:: Listing

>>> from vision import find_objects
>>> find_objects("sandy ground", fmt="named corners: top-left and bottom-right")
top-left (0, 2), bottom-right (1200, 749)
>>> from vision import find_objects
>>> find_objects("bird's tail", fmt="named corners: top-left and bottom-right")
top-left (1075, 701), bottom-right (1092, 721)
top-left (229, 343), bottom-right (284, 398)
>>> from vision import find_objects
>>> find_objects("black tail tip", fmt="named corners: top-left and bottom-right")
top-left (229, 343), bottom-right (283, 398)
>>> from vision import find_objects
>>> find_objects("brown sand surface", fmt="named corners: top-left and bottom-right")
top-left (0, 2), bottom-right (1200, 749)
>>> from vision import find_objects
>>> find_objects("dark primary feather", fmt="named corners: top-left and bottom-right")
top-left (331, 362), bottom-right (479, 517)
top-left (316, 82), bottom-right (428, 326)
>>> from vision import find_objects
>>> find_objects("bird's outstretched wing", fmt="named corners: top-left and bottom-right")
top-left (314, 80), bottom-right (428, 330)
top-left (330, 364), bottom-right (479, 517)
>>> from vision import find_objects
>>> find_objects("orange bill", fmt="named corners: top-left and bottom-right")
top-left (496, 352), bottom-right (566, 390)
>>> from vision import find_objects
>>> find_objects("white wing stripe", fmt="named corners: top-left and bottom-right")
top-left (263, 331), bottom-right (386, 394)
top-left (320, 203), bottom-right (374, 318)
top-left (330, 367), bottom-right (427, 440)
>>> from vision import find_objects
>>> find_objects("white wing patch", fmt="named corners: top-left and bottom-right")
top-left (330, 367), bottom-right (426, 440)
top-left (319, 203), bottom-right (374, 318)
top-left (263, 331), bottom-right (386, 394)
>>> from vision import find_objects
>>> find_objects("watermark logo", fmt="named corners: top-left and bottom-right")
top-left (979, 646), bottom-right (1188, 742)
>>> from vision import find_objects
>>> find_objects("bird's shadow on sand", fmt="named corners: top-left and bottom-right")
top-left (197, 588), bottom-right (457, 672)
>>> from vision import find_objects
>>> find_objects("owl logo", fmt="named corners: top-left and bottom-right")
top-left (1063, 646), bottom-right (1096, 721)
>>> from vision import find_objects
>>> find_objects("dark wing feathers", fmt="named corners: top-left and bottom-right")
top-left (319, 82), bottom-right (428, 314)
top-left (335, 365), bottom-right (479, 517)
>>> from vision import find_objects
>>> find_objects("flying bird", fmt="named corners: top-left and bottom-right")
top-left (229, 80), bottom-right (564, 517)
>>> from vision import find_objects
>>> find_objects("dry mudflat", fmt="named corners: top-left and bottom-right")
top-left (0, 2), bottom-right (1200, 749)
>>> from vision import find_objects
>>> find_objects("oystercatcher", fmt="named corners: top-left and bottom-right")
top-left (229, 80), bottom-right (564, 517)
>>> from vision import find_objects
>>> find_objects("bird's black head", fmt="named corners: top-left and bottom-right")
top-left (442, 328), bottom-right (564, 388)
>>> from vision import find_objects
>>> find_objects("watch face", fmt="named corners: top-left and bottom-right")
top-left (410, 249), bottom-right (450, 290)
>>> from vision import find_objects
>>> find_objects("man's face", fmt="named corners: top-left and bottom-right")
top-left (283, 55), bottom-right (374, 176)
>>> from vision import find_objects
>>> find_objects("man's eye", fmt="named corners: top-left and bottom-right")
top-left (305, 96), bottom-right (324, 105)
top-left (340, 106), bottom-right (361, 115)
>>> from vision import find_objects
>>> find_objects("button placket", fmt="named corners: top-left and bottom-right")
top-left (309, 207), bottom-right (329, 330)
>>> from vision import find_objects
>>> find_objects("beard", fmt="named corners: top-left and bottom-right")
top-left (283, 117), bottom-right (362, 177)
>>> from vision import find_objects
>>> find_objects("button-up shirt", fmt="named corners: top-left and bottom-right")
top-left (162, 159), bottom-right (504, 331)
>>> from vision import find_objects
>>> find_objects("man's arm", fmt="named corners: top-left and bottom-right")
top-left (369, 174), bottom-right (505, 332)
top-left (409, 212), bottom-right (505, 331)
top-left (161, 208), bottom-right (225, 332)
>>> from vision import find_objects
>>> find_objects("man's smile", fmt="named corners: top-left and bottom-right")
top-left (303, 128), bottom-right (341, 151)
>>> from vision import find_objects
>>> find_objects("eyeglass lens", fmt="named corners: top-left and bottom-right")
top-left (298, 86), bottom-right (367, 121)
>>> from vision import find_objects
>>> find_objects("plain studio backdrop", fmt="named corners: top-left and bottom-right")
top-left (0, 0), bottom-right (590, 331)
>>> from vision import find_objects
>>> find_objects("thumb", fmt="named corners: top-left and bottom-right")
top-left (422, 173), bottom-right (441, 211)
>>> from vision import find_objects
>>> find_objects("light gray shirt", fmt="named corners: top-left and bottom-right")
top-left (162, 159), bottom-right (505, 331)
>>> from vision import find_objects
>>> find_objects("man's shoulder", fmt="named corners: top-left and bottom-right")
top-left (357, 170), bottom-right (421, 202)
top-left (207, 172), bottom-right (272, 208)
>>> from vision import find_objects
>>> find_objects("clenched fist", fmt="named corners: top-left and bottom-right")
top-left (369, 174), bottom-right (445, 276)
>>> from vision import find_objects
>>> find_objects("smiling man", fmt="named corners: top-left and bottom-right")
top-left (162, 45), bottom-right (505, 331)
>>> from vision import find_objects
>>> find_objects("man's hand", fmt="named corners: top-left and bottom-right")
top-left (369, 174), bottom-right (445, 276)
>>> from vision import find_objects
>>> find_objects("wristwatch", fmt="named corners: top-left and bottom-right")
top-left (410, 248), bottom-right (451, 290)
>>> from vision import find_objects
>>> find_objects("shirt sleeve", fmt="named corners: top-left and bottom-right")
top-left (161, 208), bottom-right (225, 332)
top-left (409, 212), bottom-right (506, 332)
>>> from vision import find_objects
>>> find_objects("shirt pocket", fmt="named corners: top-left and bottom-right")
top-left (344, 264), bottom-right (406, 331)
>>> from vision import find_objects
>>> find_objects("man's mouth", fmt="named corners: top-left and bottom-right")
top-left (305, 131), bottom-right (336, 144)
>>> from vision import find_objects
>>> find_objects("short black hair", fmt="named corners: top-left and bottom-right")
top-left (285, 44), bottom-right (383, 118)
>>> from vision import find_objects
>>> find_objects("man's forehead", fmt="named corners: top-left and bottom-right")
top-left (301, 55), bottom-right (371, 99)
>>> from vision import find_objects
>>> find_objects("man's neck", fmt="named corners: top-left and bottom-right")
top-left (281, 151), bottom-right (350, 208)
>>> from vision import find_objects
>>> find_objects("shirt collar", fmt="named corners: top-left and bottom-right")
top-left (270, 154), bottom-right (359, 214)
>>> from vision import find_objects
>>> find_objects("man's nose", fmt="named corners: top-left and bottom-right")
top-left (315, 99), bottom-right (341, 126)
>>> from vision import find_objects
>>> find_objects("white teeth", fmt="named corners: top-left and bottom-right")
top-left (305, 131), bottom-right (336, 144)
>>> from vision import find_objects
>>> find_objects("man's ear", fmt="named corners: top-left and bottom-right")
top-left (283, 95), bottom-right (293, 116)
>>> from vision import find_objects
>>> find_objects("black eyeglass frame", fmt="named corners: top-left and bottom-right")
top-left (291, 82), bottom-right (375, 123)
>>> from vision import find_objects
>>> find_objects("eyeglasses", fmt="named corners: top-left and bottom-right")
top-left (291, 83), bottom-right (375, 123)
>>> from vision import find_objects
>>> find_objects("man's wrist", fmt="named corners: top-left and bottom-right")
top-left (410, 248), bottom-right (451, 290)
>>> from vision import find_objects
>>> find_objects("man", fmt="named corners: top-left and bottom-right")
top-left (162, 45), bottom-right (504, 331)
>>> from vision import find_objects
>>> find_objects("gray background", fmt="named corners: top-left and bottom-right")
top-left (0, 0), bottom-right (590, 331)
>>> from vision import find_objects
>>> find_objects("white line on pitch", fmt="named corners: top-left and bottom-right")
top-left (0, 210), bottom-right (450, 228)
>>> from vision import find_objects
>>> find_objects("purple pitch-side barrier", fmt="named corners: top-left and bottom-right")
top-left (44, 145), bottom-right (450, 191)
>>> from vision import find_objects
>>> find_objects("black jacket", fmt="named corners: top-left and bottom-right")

::::

Render everything from the first line down to the line containing "top-left (496, 352), bottom-right (566, 390)", both ends included, as a Markdown table with columns Row and Line. Number the rows and skip any blank lines.

● Right answer:
| Row | Line |
|---|---|
| 1 | >>> from vision import find_objects |
| 2 | >>> find_objects("sandy ground", fmt="named corners: top-left and bottom-right") |
| 3 | top-left (0, 2), bottom-right (1200, 749) |
| 4 | >>> from vision import find_objects |
| 5 | >>> find_objects("bird's tail", fmt="named corners: top-left and bottom-right") |
| 6 | top-left (1075, 701), bottom-right (1092, 721) |
| 7 | top-left (229, 343), bottom-right (284, 398) |
| 8 | >>> from vision import find_objects |
| 9 | >>> find_objects("black tail tip", fmt="named corners: top-left and bottom-right") |
| 10 | top-left (229, 343), bottom-right (283, 398) |
| 11 | >>> from vision import find_objects |
| 12 | >>> find_objects("brown sand surface", fmt="named corners: top-left and bottom-right") |
| 13 | top-left (0, 2), bottom-right (1200, 749) |
| 14 | >>> from vision import find_objects |
| 15 | >>> find_objects("dark primary feather", fmt="named corners: top-left and bottom-right") |
| 16 | top-left (331, 362), bottom-right (479, 517) |
| 17 | top-left (316, 82), bottom-right (428, 326) |
| 18 | >>> from vision import find_objects |
| 19 | >>> find_objects("bird's outstretched wing", fmt="named corners: top-left and bottom-right") |
| 20 | top-left (314, 80), bottom-right (428, 330) |
| 21 | top-left (330, 364), bottom-right (479, 517) |
| 22 | >>> from vision import find_objects |
| 23 | >>> find_objects("orange bill", fmt="named corners: top-left and bottom-right") |
| 24 | top-left (496, 352), bottom-right (566, 390) |